▶ **Given problem**:
Can you turn the lines below into a Markdown table with the columns "Row" and "Line", numbering each row, skipping blank lines, and leaving out the pictures?

▶ **Supplied records**:
** BEGIN **

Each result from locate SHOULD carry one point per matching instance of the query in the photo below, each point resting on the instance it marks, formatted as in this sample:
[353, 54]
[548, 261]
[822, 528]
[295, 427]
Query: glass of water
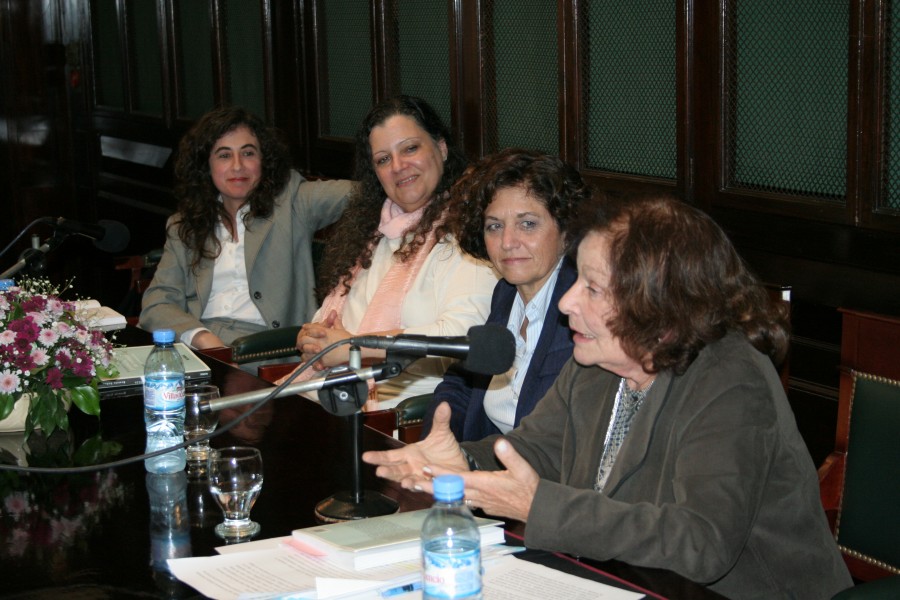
[198, 424]
[235, 480]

** END **

▶ **Finished task**:
| Row | Line |
|---|---|
| 1 | Each result from locate SHOULD carry one point per matching instance of the query in the photo below, each point resting on the instance it marks, formatted as in this sample: |
| 2 | [353, 54] |
| 3 | [548, 261] |
| 4 | [822, 528] |
| 5 | [295, 427] |
| 6 | Query: glass of water |
| 7 | [198, 424] |
| 8 | [235, 480] |